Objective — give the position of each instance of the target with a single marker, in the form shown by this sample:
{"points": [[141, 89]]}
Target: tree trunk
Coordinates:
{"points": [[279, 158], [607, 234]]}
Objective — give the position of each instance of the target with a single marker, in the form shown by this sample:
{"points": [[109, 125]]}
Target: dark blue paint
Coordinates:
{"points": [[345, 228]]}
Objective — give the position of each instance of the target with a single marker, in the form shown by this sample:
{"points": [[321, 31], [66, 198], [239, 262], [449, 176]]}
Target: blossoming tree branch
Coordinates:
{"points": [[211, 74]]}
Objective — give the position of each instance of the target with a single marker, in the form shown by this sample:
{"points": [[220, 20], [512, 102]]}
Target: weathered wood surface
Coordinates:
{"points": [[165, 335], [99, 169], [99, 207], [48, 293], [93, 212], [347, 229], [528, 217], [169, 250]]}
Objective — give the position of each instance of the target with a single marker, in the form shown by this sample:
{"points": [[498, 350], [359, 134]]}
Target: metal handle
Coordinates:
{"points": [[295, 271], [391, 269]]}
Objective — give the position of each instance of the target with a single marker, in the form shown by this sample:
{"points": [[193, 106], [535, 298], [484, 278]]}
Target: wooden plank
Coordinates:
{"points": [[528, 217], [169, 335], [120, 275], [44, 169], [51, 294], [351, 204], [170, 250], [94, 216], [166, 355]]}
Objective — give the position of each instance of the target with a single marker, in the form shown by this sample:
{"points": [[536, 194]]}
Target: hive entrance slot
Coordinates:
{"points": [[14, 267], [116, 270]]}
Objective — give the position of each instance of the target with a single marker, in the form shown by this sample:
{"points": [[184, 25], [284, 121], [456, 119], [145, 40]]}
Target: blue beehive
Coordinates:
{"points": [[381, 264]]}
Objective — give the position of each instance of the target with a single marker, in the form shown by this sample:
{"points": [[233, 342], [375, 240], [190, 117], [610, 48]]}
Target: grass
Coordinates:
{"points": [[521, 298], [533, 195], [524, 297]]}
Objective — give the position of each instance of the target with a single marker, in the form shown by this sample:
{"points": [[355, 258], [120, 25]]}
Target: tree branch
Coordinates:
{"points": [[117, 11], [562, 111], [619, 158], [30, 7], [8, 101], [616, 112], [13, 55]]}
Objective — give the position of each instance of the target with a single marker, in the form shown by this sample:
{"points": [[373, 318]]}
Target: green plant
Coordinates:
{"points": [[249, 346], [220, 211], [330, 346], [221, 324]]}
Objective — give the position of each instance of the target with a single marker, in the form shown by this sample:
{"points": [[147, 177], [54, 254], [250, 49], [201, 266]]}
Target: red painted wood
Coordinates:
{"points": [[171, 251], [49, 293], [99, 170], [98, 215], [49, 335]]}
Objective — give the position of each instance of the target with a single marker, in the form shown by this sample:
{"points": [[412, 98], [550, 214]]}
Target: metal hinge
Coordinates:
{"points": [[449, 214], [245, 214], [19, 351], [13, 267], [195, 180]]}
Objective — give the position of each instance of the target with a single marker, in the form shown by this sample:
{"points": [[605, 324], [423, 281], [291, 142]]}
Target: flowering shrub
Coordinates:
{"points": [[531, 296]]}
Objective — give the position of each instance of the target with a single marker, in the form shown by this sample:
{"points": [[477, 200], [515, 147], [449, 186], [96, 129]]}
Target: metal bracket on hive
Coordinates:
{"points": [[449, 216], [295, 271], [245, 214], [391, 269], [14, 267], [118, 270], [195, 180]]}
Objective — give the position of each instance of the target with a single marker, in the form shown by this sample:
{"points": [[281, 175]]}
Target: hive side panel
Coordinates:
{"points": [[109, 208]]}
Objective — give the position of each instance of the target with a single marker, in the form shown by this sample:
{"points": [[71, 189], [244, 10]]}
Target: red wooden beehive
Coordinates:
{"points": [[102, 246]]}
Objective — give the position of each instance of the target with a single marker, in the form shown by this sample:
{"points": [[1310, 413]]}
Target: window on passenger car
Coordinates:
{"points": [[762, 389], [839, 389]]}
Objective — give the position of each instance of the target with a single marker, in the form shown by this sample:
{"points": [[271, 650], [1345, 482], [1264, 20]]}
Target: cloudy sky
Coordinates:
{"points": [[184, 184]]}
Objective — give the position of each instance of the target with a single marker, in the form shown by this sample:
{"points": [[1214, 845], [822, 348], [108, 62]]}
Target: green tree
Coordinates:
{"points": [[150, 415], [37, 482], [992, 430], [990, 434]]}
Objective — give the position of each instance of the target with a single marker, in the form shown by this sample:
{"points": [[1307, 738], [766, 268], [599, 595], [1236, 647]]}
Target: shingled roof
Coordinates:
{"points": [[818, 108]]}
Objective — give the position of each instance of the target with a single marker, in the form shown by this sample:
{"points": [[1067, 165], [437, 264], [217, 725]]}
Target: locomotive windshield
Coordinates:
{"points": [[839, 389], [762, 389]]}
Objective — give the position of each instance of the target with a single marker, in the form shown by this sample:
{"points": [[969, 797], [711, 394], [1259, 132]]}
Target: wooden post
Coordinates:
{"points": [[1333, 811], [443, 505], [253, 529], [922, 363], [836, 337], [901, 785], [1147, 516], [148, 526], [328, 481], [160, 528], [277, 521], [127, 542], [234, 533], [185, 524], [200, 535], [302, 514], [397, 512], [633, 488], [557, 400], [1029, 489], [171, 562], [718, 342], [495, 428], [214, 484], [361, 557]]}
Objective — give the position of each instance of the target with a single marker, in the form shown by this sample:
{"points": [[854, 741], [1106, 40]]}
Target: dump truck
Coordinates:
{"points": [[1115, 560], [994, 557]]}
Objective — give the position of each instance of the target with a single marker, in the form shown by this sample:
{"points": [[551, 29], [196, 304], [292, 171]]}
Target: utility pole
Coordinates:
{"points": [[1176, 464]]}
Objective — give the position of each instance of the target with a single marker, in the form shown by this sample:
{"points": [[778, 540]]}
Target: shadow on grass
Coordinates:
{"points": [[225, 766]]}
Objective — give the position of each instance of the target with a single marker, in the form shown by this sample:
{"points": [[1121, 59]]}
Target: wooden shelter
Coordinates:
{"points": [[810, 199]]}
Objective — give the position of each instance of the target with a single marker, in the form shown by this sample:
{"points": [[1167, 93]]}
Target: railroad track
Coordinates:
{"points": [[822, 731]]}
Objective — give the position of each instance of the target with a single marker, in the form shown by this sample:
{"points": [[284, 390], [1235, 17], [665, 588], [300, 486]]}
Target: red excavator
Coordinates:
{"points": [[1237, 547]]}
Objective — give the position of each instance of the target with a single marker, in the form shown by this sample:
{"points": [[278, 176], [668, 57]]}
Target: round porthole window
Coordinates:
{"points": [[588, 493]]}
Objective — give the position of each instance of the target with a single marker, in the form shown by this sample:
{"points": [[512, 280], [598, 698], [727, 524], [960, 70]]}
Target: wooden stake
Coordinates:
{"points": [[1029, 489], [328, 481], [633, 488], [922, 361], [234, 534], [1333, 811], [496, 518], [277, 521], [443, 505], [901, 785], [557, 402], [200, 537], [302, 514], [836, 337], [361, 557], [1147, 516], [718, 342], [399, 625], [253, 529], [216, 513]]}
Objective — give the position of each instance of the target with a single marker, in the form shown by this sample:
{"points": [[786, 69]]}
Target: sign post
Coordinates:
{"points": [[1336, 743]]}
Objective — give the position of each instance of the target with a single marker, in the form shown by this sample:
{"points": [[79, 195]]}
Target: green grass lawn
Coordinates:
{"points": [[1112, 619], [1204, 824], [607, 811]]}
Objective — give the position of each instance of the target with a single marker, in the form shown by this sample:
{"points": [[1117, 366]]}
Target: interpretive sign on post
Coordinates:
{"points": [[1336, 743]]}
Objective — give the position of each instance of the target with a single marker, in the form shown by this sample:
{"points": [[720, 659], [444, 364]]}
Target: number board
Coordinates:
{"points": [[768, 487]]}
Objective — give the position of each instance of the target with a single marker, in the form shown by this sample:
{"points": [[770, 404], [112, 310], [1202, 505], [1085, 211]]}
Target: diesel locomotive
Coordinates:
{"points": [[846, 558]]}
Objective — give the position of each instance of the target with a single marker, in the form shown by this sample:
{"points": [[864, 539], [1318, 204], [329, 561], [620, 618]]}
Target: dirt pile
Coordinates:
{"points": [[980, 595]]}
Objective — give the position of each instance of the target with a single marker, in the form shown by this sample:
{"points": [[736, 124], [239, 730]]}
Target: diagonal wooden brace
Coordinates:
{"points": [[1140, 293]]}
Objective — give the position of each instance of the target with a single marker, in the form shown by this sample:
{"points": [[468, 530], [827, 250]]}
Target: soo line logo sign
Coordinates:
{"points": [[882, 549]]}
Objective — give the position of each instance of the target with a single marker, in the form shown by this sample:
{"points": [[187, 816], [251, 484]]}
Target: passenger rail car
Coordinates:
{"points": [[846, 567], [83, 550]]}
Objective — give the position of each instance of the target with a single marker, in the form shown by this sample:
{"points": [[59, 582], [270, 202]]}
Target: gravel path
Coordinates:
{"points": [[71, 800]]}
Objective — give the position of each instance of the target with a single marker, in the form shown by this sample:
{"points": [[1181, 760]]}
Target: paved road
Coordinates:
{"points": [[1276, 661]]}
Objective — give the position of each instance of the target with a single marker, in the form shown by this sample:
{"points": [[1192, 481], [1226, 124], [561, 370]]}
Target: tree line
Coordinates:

Exercise goal. Collect every line from the entries above that contains the word "blue". Copy each of those lines in full.

Completed task.
Target: dark blue paint
Target: blue beehive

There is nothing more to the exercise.